Then the smack talk began.
It started innocently enough during the touch football game, when a young camper told wide receiver Chris Conley that once the camper put on his shoes, Conley wouldn't be catching a pass. Conley responded in kind by throwing a touchdown pass when he lined up at quarterback. Another camper drilled Nathan Theus with a tennis ball during their match, prompting laughs all around. Kicker Marshall Morgan took a turn on a drum set in the cafeteria but was promptly kicked off by a camper whose drum solo astounded everyone. The camaraderie and laughter continue throughout the day, the apex being the take-no-prisoners dodge ball battle.
A barefoot Hutson Mason sat on a side table in the middle of the conflict, watching the combatants dodge, duck, dip, dive and dodge. While both sides would have liked to have the accurate Bulldogs' quarterback hurling balls for their team, Mason held himself out, nursing a black eye he picked up recently in an intramural basketball game. As the chaos raged all around him, the cerebral signal caller seemed introspective and reserved.
"It's humbling," Mason said. "To sit here and see some kids in a wheelchair and some kids that can barely walk…I was just doing a little pondering, thinking about the people in my family and how we have been blessed. No one in my family has ever had cancer. You feel like, 'Why do I deserve to be so lucky?' "
Mason wasn't gloomy – far from it. In fact earlier in the day a camper cracked him up with a song lyric.
"One of the kids in the painting cabin said, 'I'm not here for a long time, but I'm here for a good time,' " Mason said. "And I said, 'Well that's George Strait! I like it buddy.' So that kind of made me laugh. It was pretty cool to hear a quote like that from a young kid who has cancer."

====================

• [Prompt A] In the camp story, how did Hutson Mason get his black eye?
• [Prompt B] List every person named in the camp story.

• [Information shown]

====================

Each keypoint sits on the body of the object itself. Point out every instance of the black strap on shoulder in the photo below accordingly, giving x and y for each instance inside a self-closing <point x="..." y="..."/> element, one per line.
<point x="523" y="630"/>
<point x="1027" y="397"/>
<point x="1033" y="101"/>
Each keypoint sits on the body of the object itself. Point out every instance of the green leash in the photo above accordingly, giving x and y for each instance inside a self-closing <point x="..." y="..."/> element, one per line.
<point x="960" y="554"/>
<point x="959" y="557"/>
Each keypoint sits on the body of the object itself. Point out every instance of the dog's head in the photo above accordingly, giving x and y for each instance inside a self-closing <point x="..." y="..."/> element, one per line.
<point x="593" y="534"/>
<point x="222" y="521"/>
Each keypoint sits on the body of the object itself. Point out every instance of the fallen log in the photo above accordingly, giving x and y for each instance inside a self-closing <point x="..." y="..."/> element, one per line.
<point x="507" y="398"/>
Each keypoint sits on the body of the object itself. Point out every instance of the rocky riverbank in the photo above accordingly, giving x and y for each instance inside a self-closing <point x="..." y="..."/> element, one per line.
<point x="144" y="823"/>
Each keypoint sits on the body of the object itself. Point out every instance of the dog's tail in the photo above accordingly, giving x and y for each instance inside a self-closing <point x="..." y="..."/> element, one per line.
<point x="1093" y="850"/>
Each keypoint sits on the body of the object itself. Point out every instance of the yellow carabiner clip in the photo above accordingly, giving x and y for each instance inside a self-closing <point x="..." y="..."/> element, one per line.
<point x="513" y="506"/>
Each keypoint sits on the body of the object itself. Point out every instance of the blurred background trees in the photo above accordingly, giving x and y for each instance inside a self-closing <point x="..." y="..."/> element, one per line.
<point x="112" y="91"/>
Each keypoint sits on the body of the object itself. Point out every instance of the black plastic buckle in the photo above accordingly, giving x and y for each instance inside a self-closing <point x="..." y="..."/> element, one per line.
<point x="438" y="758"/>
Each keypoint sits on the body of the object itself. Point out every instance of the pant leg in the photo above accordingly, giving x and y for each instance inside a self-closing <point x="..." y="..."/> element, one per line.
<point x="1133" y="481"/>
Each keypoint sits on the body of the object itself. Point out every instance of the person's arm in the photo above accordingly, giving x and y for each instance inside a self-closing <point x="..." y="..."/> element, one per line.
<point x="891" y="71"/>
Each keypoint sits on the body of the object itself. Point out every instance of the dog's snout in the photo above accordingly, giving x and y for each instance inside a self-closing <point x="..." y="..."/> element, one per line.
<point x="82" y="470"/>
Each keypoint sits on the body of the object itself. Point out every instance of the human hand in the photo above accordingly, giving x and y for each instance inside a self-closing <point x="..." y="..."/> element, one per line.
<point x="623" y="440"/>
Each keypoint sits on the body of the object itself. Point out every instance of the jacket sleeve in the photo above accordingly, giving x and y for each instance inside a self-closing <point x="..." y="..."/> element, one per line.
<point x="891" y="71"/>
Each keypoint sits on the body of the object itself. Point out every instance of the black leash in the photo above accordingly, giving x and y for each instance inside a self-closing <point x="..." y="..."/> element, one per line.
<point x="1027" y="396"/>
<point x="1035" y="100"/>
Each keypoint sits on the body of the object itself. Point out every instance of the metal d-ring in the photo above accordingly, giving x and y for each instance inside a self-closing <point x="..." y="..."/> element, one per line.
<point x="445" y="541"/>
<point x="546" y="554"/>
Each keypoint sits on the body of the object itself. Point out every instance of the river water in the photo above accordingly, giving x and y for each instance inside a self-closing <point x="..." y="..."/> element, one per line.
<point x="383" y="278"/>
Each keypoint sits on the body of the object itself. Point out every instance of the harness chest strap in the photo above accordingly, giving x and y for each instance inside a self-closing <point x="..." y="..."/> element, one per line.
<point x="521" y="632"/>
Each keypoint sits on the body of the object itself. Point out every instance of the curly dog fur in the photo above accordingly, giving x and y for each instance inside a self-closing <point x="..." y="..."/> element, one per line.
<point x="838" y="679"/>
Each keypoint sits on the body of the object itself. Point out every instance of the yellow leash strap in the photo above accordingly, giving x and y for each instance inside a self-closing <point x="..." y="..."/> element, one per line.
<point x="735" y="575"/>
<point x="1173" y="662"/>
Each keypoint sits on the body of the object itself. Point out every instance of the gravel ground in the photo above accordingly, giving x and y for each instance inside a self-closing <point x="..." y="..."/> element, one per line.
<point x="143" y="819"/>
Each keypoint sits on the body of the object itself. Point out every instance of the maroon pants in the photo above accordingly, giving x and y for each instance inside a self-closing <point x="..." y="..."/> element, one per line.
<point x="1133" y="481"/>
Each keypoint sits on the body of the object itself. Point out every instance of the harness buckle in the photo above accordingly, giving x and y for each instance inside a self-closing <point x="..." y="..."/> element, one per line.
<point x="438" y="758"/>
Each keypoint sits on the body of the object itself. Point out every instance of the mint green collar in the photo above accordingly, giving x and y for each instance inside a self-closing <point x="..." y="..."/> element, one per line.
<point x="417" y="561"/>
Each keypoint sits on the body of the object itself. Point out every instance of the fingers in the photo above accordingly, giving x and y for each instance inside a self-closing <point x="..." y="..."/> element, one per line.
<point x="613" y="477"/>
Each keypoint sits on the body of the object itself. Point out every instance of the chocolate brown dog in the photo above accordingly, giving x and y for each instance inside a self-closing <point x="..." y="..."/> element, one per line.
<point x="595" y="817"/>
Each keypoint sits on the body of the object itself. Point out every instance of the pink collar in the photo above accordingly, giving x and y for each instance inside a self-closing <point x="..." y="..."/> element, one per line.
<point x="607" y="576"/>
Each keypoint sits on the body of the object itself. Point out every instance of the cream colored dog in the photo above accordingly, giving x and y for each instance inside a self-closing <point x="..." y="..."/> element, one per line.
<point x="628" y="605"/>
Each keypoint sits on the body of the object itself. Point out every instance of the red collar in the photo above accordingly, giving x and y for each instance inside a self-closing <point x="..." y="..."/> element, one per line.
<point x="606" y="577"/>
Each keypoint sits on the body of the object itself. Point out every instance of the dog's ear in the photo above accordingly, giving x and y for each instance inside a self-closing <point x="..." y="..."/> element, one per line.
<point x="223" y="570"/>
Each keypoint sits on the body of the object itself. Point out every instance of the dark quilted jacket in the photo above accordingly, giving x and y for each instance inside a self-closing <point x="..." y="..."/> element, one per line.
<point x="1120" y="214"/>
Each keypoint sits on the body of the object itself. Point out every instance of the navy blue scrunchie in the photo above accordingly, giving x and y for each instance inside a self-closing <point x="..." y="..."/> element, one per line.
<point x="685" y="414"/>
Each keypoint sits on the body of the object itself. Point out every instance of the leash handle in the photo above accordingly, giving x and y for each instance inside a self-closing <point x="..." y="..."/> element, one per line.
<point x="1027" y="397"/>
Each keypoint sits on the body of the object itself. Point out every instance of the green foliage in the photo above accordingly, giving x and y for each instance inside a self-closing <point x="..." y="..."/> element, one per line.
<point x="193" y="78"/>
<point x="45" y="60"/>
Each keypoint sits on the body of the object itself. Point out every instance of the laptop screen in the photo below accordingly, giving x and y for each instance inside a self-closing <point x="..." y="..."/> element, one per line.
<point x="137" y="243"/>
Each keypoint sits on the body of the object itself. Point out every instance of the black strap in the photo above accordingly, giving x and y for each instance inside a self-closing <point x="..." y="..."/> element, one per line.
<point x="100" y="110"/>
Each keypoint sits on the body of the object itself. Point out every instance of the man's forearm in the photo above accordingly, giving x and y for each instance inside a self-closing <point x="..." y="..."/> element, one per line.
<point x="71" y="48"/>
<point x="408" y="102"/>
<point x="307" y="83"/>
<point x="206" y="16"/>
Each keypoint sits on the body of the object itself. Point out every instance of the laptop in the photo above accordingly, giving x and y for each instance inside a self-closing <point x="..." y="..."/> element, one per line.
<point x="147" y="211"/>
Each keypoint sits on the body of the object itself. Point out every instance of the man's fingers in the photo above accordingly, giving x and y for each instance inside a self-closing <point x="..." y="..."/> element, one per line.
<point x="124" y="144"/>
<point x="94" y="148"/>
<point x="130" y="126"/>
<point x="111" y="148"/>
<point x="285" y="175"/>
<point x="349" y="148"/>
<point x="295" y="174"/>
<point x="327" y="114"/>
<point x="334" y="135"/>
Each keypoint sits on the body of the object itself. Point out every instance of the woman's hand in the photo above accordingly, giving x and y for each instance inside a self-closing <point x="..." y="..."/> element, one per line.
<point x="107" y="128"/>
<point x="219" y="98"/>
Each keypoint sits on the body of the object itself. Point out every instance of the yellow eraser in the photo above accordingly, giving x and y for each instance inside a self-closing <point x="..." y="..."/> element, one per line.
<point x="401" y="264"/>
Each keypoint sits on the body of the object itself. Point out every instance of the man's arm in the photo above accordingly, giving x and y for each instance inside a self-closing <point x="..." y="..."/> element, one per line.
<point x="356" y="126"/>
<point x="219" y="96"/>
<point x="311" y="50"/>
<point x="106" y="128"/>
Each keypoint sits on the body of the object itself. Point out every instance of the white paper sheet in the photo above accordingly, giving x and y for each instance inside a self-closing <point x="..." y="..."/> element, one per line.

====================

• [Worked solution A] He got it recently in an intramural basketball game.

• [Worked solution B] Chris Conley, Nathan Theus, Marshall Morgan, Hutson Mason, George Strait